[[ Supplied records open ]]
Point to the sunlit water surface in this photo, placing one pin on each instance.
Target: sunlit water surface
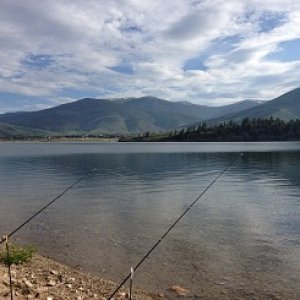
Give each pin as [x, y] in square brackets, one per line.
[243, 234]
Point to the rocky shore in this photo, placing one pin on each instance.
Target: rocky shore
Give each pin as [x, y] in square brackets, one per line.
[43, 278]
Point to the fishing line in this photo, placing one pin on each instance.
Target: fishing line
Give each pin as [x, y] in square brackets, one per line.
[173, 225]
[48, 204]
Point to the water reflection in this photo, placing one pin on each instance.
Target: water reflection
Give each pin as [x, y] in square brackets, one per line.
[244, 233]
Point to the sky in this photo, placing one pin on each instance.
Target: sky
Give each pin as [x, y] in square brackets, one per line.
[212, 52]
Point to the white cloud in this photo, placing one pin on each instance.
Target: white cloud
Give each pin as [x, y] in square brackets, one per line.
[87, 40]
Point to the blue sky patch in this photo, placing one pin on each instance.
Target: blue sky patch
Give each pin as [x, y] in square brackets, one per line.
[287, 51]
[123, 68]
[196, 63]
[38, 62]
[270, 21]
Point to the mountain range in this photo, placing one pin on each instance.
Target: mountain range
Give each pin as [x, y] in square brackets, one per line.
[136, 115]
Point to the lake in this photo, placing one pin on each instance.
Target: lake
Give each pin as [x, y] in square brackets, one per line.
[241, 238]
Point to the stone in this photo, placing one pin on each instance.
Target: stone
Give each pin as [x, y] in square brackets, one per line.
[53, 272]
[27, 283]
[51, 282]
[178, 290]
[[ Supplied records closed ]]
| What you are asked to do |
Please retype the whole of the data precisely, omitting pictures.

| Answer to this exercise |
Point to the sunlit water surface in this photo, placing one pin on each instance.
Target: sunlit water surface
Give each pin as [x, y] in square brackets, one per line.
[243, 234]
Point to the rocky shore in this photo, placing one pin on each instance.
Target: rocky shore
Give each pin as [x, y] in square brackets, one per line.
[43, 278]
Point to the fishing line in this photo, placing one pin on each instance.
Target: fishing line
Give each pin as [x, y] in square brackets, one per line.
[173, 225]
[48, 204]
Point to the water reflection in this photo, placing one pin on each instance.
Target: water reflection
Give each pin as [x, y] in square brackets, one per line.
[244, 233]
Point to the sky in this photo, placing one pin on each instance.
Target: sky
Give each pin as [x, y] in square brackets, one per line.
[212, 52]
Point to the white cloud in this photo, placing one pin on each instance.
Target: white cloud
Give each pin as [x, y] in square brackets, one per line.
[87, 40]
Point to the blue sky patch in this photo, placing one pin on each instance.
Target: blue sky patch
Give each pin as [x, y] in square brackets, one per line.
[287, 51]
[123, 68]
[196, 63]
[38, 62]
[270, 21]
Point to the mountain range in this photo, placing one pin on each instance.
Target: mountain range
Give each pin as [x, y] in square brackets, one per line.
[136, 115]
Point to the lake in this photo, placing one pin on each instance.
Target: lake
Give each pin as [x, y] in square brackets, one per line.
[241, 238]
Point to the stone in this photo, placing one pin on each instance.
Target: stone
Give each pin as [x, y] in square brackets, one per line.
[53, 272]
[27, 283]
[51, 282]
[178, 290]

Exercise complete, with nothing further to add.